§ Supplied entries:

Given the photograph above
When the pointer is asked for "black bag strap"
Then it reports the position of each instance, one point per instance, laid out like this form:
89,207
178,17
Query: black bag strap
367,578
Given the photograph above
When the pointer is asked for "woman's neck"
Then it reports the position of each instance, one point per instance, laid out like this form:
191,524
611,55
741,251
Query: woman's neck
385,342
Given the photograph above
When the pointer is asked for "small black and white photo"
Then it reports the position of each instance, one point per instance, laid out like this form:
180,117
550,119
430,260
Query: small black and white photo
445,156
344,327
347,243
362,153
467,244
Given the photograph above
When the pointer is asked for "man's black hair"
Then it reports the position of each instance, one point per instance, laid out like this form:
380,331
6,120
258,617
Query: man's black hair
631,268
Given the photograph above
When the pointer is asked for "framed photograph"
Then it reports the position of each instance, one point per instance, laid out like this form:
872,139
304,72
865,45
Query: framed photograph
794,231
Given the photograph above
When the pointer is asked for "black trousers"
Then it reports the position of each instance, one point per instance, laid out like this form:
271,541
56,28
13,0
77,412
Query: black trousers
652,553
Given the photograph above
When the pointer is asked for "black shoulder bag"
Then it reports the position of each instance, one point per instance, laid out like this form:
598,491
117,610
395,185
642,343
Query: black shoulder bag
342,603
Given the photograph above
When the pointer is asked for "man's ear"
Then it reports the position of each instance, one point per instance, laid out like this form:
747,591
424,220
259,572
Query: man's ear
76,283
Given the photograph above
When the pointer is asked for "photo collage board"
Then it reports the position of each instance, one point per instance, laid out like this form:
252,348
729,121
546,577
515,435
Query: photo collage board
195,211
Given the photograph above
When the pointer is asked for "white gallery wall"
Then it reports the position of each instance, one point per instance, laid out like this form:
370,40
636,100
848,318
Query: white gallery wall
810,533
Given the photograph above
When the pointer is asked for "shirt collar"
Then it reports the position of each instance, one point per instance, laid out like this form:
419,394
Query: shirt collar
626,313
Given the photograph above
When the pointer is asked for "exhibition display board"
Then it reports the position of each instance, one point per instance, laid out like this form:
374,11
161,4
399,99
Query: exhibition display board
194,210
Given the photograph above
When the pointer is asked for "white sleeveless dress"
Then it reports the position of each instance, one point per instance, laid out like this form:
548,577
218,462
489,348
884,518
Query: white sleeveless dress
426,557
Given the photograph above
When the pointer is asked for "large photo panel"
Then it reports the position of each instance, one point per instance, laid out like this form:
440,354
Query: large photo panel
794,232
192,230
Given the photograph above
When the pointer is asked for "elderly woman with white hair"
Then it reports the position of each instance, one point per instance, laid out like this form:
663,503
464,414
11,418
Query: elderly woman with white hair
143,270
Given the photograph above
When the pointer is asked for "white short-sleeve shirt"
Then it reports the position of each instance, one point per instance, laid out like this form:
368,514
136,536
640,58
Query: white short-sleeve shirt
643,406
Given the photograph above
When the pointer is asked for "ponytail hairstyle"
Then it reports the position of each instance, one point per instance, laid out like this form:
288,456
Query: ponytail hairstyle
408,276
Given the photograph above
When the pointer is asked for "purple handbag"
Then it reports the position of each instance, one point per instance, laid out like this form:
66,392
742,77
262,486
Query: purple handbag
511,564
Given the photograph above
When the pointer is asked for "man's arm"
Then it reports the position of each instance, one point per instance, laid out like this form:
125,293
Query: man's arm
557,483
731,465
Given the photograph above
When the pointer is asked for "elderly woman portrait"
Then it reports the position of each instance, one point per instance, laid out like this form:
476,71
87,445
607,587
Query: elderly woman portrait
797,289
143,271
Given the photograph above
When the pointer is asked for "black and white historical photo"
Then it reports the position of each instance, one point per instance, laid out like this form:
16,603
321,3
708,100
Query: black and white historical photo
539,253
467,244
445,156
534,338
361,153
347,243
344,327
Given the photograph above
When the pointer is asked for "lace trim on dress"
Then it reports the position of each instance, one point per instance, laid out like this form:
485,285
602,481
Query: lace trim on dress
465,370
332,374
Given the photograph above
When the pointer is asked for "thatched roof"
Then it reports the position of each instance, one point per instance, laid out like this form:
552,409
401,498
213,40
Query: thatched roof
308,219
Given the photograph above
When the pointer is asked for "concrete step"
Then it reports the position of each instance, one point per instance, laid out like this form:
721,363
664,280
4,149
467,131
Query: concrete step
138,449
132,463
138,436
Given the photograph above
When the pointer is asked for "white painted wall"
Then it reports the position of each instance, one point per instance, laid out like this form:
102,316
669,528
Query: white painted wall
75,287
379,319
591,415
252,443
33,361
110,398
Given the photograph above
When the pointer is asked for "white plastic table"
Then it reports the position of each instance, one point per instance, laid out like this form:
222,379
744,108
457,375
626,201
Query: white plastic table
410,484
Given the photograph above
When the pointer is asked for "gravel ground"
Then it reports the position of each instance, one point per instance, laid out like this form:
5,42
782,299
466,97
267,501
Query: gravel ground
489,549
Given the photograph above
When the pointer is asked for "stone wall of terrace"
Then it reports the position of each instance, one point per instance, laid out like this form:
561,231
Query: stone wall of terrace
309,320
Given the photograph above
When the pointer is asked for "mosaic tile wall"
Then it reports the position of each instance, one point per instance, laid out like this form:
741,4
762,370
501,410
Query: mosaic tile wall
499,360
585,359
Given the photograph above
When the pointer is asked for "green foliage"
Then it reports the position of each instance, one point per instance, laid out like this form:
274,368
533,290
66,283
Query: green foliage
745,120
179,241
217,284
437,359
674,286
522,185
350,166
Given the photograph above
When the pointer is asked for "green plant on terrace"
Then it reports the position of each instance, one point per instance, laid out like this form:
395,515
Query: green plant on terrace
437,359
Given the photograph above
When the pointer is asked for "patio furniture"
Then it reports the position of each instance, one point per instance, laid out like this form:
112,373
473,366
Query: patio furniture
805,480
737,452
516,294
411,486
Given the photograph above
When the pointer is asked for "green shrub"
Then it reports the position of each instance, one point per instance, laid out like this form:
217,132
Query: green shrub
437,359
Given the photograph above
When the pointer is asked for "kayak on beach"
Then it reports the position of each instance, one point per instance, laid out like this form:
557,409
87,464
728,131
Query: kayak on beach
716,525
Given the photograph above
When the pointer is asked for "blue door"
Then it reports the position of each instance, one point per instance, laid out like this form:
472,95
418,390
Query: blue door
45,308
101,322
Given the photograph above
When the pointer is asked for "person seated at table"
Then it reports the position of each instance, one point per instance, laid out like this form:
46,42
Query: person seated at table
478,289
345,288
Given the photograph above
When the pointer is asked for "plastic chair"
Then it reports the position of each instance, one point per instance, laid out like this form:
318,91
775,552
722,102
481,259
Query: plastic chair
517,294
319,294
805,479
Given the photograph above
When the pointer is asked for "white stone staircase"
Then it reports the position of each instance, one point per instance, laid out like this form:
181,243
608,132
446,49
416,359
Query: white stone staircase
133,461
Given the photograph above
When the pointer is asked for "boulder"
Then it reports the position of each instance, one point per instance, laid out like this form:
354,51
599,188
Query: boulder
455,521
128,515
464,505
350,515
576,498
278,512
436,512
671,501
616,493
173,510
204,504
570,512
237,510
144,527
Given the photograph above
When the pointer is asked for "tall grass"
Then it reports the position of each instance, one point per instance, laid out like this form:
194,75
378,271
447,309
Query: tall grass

§ What needs to be done: Repeat back the data above, exact to the last character.

§ Answer to the problem:
Given the photograph above
When the pointer is asked for "black bag strap"
Then it reports the position of each instance, one point per instance, laid out like this form:
89,207
178,17
Query: black bag strap
367,578
Given the photograph above
When the pointer is asked for "woman's neck"
Then it reports the position of each instance, one point per instance, laid out like this form:
191,524
611,55
741,251
Query: woman's neck
385,342
Given the photograph above
When the pointer is asked for "small black and white photo"
Then it reports the position of each instance, one point per instance, laid out like this form:
180,117
550,119
430,260
Query: small black and white photo
445,156
344,327
347,243
362,153
467,244
Given the photograph above
When the pointer is asked for "man's black hair"
Then it reports the position of each instance, one point per instance, laid out like this form:
380,331
6,120
258,617
Query: man's black hair
631,268
Given the photograph above
When the pointer is asked for "framed photograph"
Then it reports the position of each instance, one point per instance, laid out like this form:
872,139
304,72
865,45
Query: framed photograph
794,231
Given the photograph above
When the pointer is asked for "black trousers"
Then it reports the position of each instance, one point per instance, laid out like this form:
271,541
56,28
13,0
77,412
Query: black trousers
652,553
Given the photograph above
When the pointer is asked for "black shoulder bag"
Then it reports the position of each instance, one point per instance, laid out like this form:
598,491
117,610
395,185
642,343
Query: black shoulder bag
342,603
Given the photograph above
When the pointer is asked for "man's ear"
Then it reports the position of each instance, one point per instance, laid out like this form:
747,591
424,220
259,572
Query: man's ear
76,283
Given the photograph above
When the pointer is asked for "photo collage board"
Then it reports the position of each instance, one point per instance, laid out like this form:
252,348
729,121
546,577
515,435
Query: photo collage board
195,211
Given the photograph above
When the pointer is asked for "white gallery wall"
Then it reports the position of each instance, one point per instance, laid out like this form:
370,40
636,100
848,318
Query: white gallery wall
810,533
Given the photograph above
When the pointer is asked for "shirt collar"
Then it reports the position of each instance, one point per instance, laid out like this form:
419,394
Query: shirt collar
626,313
Given the photograph above
When the pointer is asked for "exhibition display board"
Then it reports the position of each instance, one point per instance, laid out like this form:
374,11
161,4
399,99
Query: exhibition display board
194,210
Given the photograph above
When the pointer is asked for "white sleeveless dress"
Then it reports the position of each instance, one point per instance, laid out like this form:
548,577
218,462
489,348
884,518
Query: white sleeveless dress
426,557
Given the photograph above
When the pointer is asked for "large photo panel"
Then it reports the position of each instance, one point per instance, laid out like this form:
440,354
Query: large photo panel
794,232
192,230
Given the photograph above
When the pointer is asked for "elderly woman with white hair"
Then it reports the position of each instance, one point per instance, laid out like this form:
663,503
464,414
11,418
Query: elderly woman with white hair
143,270
Given the photograph above
When the pointer is asked for "white short-sleeve shirt"
Then it reports the position of each instance, one point per instance, laid out like this form:
368,514
136,536
640,58
Query: white short-sleeve shirt
643,406
Given the photograph above
When the pointer is asked for "ponytail hairstyle"
Then it reports the position of each instance, one point per instance, laid out like this form:
288,456
Query: ponytail hairstyle
408,276
Given the photograph above
When the pointer is asked for "purple handbag"
Then it reports the position of each instance, one point per instance, laid out like this form:
66,392
742,77
262,486
Query: purple handbag
511,564
Given the photograph above
When the pointer is asked for "man's arm"
Then it reports the position of each instance, one point per instance, laid out like this form:
125,293
Query: man's arm
557,483
731,465
Given the photograph above
When the pointer is asked for "elderly woman portrait"
Then it reports the position of each instance, one point per instance, laid out like this form:
476,71
87,445
607,587
Query: elderly woman portrait
797,289
143,271
Given the photograph above
When the pointer is asked for "black and white historical photo"
Then it reports the position of each instance, one point per instance, laid out like this form:
16,603
321,3
708,100
Query: black and white historical photo
539,253
467,244
445,156
534,338
361,153
347,243
344,327
Given the photograph above
When the pointer is asked for "lace trim on dress"
Then it reports the position of each instance, one point per instance, laid out like this form:
485,285
602,481
Query: lace trim on dress
465,370
332,374
Given the photograph above
When the pointer is asked for "thatched roof"
Then it reports the position of each instance, one point per instance, laid out like this form:
552,409
401,498
213,40
Query: thatched roof
308,219
Given the photograph above
When the pointer is asked for "concrete step"
Then it reports the position of each instance, one point per instance, laid out like this form:
721,363
664,280
4,149
467,131
Query: concrete step
138,449
132,463
138,436
Given the photograph above
When the pointer is asked for "white painted wall"
Then it reports the position of each instance, one point per instance, laid out like this form:
102,316
669,528
Query: white painted wall
75,287
379,319
591,415
252,443
33,361
110,398
Given the photograph above
When the pointer is asked for "white plastic table"
Then it reports the position of each instance, one point per instance, laid out like this form:
222,379
744,108
457,375
626,201
Query: white plastic table
410,484
Given the photograph above
When the pointer is asked for "gravel ground"
Then it reports the position of each instance, one point per instance, laid out like this form:
5,42
782,299
466,97
267,501
Query: gravel ground
489,549
Given the photograph above
When the pointer is asked for "stone wall of terrace"
Then it reports the position of each instance, one point per instance, laid out like this form:
561,231
Query: stone wall of terrace
309,320
Given the photograph above
When the pointer is asked for "mosaic tile wall"
Then it reports the position of each instance, one point per instance, laid out like this form:
741,4
762,370
501,410
Query: mosaic tile wall
499,360
585,359
Given the photograph above
When the pointer is asked for "green foliage"
Then it reports the position of each instance, one point per instance, laid out like this form:
274,368
533,290
66,283
Query: green foliage
745,120
179,241
217,284
437,359
674,286
522,185
350,166
Given the photograph above
When the pointer is asked for "green plant on terrace"
Then it reports the position of each instance, one point per instance, laid out like this form:
395,515
Query: green plant on terrace
437,359
Given the photograph above
When the pointer is asked for "patio furniture"
Then it reports the position of each instance, one point per instance, laid out like this form:
112,373
473,366
Query: patio furniture
805,480
737,452
516,294
411,486
Given the photograph above
When the pointer is asked for "green shrub"
Then it reports the position of each instance, one point per instance, laid out like this form:
217,132
Query: green shrub
437,359
Given the photograph above
When the pointer is asked for "kayak on beach"
Then it reports the position of each instance, one point per instance, laid out like this form:
557,409
87,464
728,131
Query: kayak on beach
716,525
Given the photograph above
When the pointer is asked for "blue door"
Then it reports the position of each instance, one point per instance, laid out like this form:
472,95
418,390
Query: blue door
45,308
101,322
Given the photograph above
When the pointer is asked for "person seated at table"
Then it reports the position of each instance, one point per instance, laid out like this form:
46,42
Query: person seated at table
478,289
345,288
Given the photograph above
When the pointer is asked for "plastic chair"
Then it reports the position of each instance, one point per instance, laid out like this form:
318,91
775,552
722,102
481,259
Query: plastic chair
517,294
319,294
805,479
Given the photograph above
When the pointer is asked for "white stone staircase"
Then it reports the position of each instance, one point per instance, laid out like this form:
181,243
608,132
446,49
416,359
Query: white stone staircase
133,461
Given the photograph above
When the pointer is asked for "boulder"
Then it reports the position of each instance, one point per instance, laid out like this form:
354,51
599,188
Query: boulder
455,521
128,515
464,505
350,515
576,498
278,512
436,512
671,501
616,493
173,510
204,504
570,512
237,510
144,527
Given the photograph above
When the pointer is asked for "tall grass"
Then it reports the position of each instance, one point per instance, laid out like this form:
194,75
378,271
447,309
Query: tall grass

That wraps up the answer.